> Document extract
----------

Implementing Binary Search Tree in Java

A Binary Search Tree (BST) is a node-based binary tree data structure where each node stores a key, and every node in the left subtree holds a key strictly smaller than the parent, while every node in the right subtree holds a key strictly greater. This ordering property makes BSTs excellent for fast lookup, insertion, and deletion — all in O(log n) time on average.

In this post, we implement a BST in Java that supports insertion, search, and three traversal orders: inorder, preorder, and postorder.

BST Properties

  • One node is designated the root of the tree.
  • Each internal node contains a key and has at most two child subtrees.
  • The left subtree of a node contains only keys strictly less than the node’s key.
  • The right subtree of a node contains only keys strictly greater than the node’s key.
  • Each subtree is itself a valid BST.

Java Program: Binary Search Tree

import java.io.*;

// Represents a single node in the BST
class BSTNode {
    int data;
    BSTNode left, right;

    public BSTNode(int value) {
        data = value;
        left = null;   // No left child initially
        right = null;  // No right child initially
    }
}

// Binary Search Tree with insert, search, and traversal operations
class BST {
    BSTNode root;  // Root node of the tree

    // Public method to insert a value into the BST
    public void insert(int value) {
        if (root == null) {
            root = new BSTNode(value);  // First insertion becomes root
        } else {
            insertRecursive(root, value);
        }
    }

    // Recursively finds the correct position and inserts
    private void insertRecursive(BSTNode current, int value) {
        if (current.data == value) {
            System.out.println("Value already present in tree");
            return;
        } else if (value < current.data) {
            // Go left if value is smaller
            if (current.left == null) {
                current.left = new BSTNode(value);
            } else {
                insertRecursive(current.left, value);
            }
        } else {
            // Go right if value is larger
            if (current.right == null) {
                current.right = new BSTNode(value);
            } else {
                insertRecursive(current.right, value);
            }
        }
    }

    // Inorder traversal: Left → Root → Right (produces sorted output)

----------

> Prompt A
In the binary search tree post, what message does the program print when you insert a value that is already in the tree?
> Prompt B
For each statement, say whether it agrees with the binary search tree post, and quote the words from the post that decide it: (i) Lookup, insertion, and deletion in a BST take O(log n) time on average. (ii) Each internal node of a BST can have up to three child subtrees. (iii) The first value inserted becomes the root of the tree.
> Prompt C
Which operations does the binary search tree post say its Java implementation supports? Count each traversal order as a separate item.

> Data section

----------

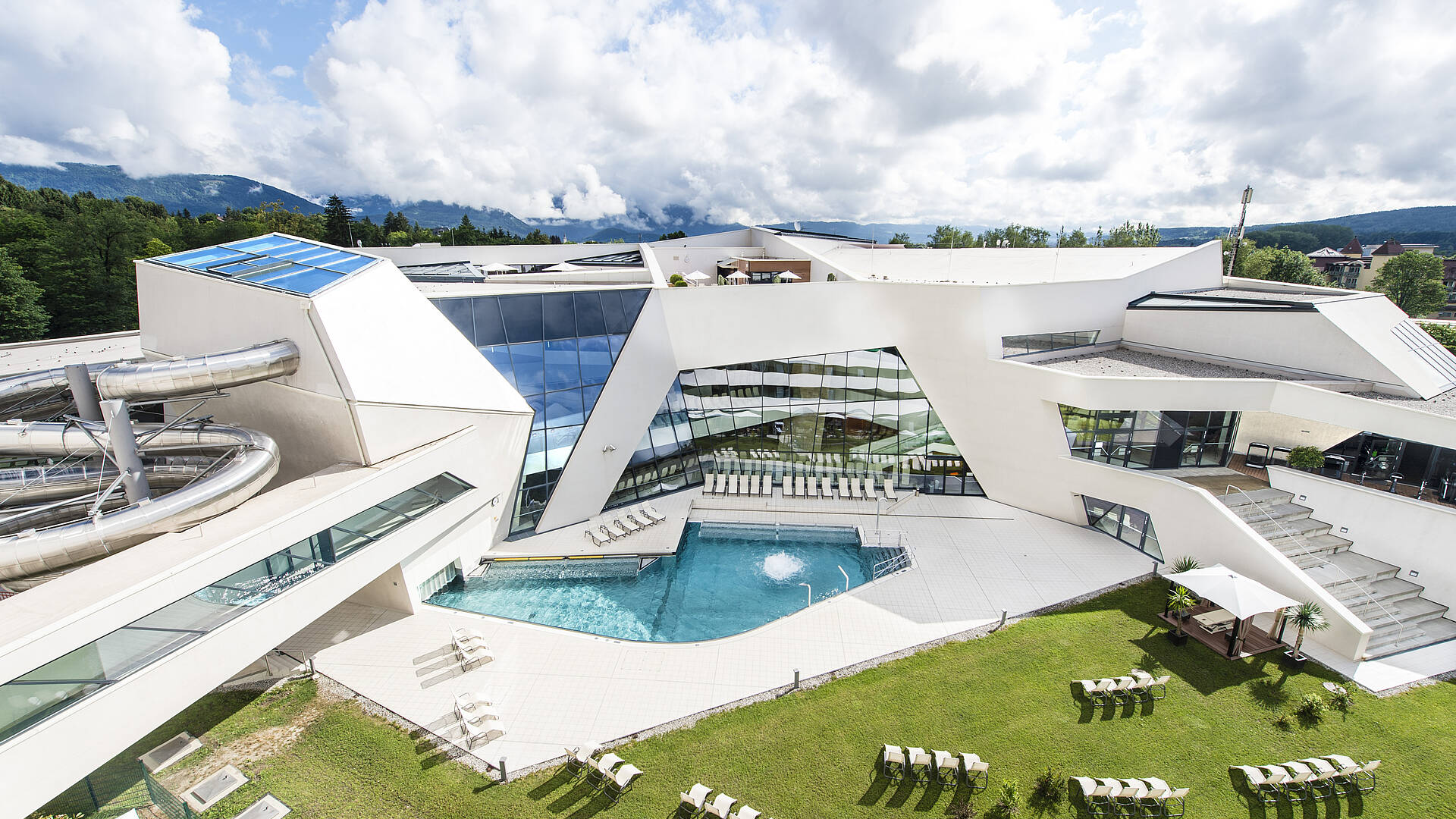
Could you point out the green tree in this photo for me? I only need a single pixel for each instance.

----------

> Exercise result A
"Value already present in tree"

> Exercise result B
(i) Yes: "all in O(log n) time on average"
(ii) No: "has at most two child subtrees"
(iii) Yes: "First insertion becomes root"

> Exercise result C
- Insertion
- Search
- Inorder traversal
- Preorder traversal
- Postorder traversal